● **Assigned task**:
Give the records again in full, exactly as written.

══ Data shown

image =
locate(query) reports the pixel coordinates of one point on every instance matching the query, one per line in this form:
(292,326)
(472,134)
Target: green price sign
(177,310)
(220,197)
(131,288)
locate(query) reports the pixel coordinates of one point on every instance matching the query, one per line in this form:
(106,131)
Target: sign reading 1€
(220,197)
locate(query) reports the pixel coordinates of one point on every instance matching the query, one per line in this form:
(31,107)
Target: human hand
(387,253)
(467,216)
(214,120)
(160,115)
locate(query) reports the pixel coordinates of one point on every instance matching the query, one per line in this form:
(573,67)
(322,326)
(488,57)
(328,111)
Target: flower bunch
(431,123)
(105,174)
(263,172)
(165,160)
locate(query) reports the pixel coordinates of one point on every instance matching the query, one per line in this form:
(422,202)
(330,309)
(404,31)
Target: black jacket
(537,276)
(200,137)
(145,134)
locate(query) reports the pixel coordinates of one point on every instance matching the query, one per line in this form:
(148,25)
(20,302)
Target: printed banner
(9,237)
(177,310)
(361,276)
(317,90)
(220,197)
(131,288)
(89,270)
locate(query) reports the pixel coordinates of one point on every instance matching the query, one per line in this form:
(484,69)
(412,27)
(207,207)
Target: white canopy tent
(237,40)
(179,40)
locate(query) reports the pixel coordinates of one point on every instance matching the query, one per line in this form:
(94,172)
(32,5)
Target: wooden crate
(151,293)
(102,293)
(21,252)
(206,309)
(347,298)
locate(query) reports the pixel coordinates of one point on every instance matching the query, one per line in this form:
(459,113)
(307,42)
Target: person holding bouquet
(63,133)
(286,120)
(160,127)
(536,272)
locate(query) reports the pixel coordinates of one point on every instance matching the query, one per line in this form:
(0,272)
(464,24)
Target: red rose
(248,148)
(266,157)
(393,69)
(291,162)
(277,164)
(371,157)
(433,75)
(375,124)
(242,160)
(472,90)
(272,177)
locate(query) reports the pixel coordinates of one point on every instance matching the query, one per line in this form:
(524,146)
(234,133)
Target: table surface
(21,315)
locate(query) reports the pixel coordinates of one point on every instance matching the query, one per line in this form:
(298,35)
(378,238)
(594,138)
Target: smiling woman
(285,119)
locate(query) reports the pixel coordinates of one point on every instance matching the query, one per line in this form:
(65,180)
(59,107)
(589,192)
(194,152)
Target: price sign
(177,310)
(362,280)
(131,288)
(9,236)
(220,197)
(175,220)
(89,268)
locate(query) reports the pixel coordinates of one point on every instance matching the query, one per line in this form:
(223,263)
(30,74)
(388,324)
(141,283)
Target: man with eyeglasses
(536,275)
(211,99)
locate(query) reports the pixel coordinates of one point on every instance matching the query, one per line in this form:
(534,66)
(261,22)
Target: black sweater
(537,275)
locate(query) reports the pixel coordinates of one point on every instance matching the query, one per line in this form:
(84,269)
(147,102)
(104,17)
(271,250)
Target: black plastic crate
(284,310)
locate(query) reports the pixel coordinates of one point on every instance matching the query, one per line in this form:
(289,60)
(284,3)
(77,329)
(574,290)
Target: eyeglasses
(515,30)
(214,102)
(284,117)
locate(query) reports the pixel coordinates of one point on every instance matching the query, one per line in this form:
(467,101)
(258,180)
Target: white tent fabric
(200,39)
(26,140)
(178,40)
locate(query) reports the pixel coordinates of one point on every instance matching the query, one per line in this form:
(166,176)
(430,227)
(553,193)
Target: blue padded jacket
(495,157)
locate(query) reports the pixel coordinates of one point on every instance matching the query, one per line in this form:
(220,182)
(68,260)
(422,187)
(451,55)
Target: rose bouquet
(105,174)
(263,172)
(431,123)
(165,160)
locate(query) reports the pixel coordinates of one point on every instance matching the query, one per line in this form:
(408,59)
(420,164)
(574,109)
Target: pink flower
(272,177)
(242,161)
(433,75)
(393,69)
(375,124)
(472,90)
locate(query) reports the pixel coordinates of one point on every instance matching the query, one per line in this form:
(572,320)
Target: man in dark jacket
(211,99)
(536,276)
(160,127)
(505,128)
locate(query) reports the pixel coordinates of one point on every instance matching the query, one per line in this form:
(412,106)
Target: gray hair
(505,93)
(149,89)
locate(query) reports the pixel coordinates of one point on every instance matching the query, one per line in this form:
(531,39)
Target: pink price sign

════

● **Completed exercise**:
image =
locate(query) reports the pixel coordinates of one point on every instance matching the query, one per line in this form:
(292,326)
(472,134)
Target: green price sign
(177,310)
(220,197)
(131,288)
locate(query) reports the pixel coordinates of one point on every instance matching the query, one per line in this form:
(106,131)
Target: sign reading 1€
(220,197)
locate(query) reports the pixel coordinates of one point on every instance matching the query, one per line in this form:
(31,107)
Target: human hand
(387,253)
(467,216)
(214,120)
(160,115)
locate(query) reports the pixel coordinates of one point on every instance matching the query, one per line in this form:
(573,67)
(322,326)
(488,57)
(328,111)
Target: flower bunch
(431,123)
(105,174)
(263,172)
(165,160)
locate(query) reports the pixel coordinates of one point on every instance matching the query, one per line in this form:
(422,202)
(330,309)
(404,31)
Target: black jacket
(537,276)
(200,137)
(145,134)
locate(query) reports the pixel coordinates of one point on every instance matching the query, one per line in this form:
(148,25)
(20,302)
Target: printed banner
(9,237)
(177,310)
(361,276)
(317,90)
(220,197)
(131,288)
(89,270)
locate(query) reports the pixel coordinates of one point on every instance matching the query, one per line in this form:
(484,69)
(412,27)
(207,207)
Target: white canopy tent
(237,40)
(179,40)
locate(query) reports the pixel coordinates of one point on every instance matching the query, one per line in this form:
(94,172)
(32,5)
Target: wooden crate
(151,293)
(102,293)
(21,252)
(206,309)
(347,298)
locate(query) reports the pixel coordinates of one point on every instance matching the query, one per line in this form:
(459,113)
(307,42)
Target: person holding bouquet
(63,133)
(286,120)
(160,127)
(536,272)
locate(query) reports the pixel coordinates of one point on every instance matching the query, one per line in this form:
(0,272)
(464,24)
Target: red rose
(248,148)
(266,157)
(393,69)
(291,162)
(277,164)
(371,157)
(433,75)
(375,124)
(242,160)
(472,90)
(272,177)
locate(query) reports the pixel coordinates of one point on every instance matching the query, one per line in this form:
(524,146)
(234,133)
Target: table surface
(21,315)
locate(query) reports the pixel coordinates of one point on every instance matching the query, one per line in this form:
(298,35)
(378,238)
(594,138)
Target: smiling woman
(285,119)
locate(query) reports the pixel coordinates of one point on every instance matching the query, one per line in this form:
(65,180)
(59,107)
(589,192)
(194,152)
Target: price sign
(177,310)
(362,280)
(131,288)
(9,236)
(220,197)
(175,220)
(89,268)
locate(query) reports the pixel coordinates of one point on every instance matching the query, one per line in this form:
(223,263)
(30,74)
(388,324)
(141,283)
Target: man with eyeglasses
(536,275)
(211,99)
locate(query) reports the pixel coordinates of one point on every instance matching the query, one per line in this form:
(534,66)
(261,22)
Target: black sweater
(537,275)
locate(query) reports the pixel coordinates of one point on every instance matching the query, one per line in this form:
(84,269)
(147,102)
(104,17)
(271,250)
Target: black plastic crate
(284,310)
locate(query) reports the pixel coordinates of one point on every instance matching the query, one per line in this form:
(289,60)
(284,3)
(77,329)
(574,290)
Target: eyeglasses
(515,30)
(214,102)
(284,117)
locate(query) reports the pixel coordinates of one point on every instance matching the query, one per line in this form:
(467,101)
(258,180)
Target: white tent fabric
(200,39)
(26,140)
(178,40)
locate(query) reports the pixel coordinates of one point on every instance matching the query, one per line in this form:
(166,176)
(430,227)
(553,193)
Target: blue padded jacket
(495,157)
locate(query) reports the pixel coordinates of one point on every instance matching the query, one per line in this form:
(220,182)
(68,260)
(422,187)
(451,55)
Target: rose bouquet
(105,174)
(263,172)
(431,123)
(165,160)
locate(query) reports the pixel coordinates of one point on every instance matching the query, one per line in this form:
(408,59)
(420,164)
(574,109)
Target: pink flower
(272,177)
(242,161)
(433,75)
(393,69)
(375,124)
(472,90)
locate(query) reports the pixel coordinates of one point on every instance matching the query, one per line in this form:
(572,320)
Target: man in dark jacket
(211,99)
(536,276)
(160,127)
(505,128)
locate(query) reports the pixel coordinates of one point on every instance matching the query, one per line in this form:
(412,106)
Target: gray hair
(505,93)
(149,89)
locate(query) reports the pixel coordinates of one point on every instance matching the query, one per line in this form:
(531,39)
Target: pink price sign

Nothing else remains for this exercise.